##### SOURCE RECORDS #####

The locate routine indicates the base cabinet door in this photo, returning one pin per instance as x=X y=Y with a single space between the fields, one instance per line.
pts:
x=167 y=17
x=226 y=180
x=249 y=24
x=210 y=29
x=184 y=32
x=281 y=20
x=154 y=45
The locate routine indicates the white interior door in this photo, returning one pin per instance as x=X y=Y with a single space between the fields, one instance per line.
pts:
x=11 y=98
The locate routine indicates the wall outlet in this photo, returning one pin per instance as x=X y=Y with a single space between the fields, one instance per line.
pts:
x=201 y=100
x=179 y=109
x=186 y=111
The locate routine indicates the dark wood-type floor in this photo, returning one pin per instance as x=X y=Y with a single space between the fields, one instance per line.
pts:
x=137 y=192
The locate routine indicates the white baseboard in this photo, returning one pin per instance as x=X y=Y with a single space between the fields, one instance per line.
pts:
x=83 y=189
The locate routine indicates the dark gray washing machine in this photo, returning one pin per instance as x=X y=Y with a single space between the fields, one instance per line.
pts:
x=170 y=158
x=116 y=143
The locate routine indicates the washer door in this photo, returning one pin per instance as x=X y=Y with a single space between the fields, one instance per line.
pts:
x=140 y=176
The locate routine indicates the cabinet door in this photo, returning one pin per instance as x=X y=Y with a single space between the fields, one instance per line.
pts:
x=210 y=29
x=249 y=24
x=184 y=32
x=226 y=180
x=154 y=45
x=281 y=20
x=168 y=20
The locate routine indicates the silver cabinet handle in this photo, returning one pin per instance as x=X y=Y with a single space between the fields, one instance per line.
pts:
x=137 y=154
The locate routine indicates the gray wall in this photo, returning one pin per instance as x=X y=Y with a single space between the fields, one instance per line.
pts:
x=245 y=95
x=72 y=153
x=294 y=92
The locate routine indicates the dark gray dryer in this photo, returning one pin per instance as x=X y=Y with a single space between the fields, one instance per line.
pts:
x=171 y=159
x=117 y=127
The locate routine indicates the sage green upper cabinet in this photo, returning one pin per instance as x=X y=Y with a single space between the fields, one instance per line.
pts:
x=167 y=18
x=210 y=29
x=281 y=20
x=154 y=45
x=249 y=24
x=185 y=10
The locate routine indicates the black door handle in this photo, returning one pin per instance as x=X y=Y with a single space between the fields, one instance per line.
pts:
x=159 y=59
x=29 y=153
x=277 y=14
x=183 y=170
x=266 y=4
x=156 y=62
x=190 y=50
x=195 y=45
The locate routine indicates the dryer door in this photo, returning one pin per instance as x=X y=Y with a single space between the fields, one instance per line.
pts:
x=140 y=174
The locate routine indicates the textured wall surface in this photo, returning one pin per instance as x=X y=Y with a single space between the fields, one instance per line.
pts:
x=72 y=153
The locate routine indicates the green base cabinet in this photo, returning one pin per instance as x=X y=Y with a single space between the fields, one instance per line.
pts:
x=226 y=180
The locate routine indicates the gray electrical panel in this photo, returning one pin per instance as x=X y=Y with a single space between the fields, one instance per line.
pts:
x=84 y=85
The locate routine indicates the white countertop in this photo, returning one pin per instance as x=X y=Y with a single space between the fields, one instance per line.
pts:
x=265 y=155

#####
##### SOURCE RECORDS #####

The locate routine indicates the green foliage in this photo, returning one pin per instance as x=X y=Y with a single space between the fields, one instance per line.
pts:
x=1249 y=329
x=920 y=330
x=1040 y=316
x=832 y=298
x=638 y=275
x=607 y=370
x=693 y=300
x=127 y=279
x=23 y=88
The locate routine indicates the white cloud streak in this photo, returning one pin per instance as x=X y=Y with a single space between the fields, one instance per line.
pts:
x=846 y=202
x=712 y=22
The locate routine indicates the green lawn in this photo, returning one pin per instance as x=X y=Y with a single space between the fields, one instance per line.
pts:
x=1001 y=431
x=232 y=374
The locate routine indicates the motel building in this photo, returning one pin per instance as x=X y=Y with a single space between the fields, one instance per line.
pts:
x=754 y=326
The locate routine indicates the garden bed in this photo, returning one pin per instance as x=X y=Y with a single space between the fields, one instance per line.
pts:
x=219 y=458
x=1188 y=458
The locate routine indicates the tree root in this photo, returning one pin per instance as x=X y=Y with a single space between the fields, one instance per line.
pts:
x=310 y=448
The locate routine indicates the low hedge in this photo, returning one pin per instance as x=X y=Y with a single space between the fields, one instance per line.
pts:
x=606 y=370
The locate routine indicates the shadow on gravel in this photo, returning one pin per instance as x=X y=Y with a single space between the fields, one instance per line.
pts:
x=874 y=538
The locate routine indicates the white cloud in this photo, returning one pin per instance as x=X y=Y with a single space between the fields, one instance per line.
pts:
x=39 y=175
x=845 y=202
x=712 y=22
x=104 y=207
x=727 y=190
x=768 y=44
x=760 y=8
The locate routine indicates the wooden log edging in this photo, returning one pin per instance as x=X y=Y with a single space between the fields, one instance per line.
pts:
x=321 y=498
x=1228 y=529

#####

WHAT THE TASK REQUIRES
Find how many lines above include "dark"; reply with the number only.

RESULT
3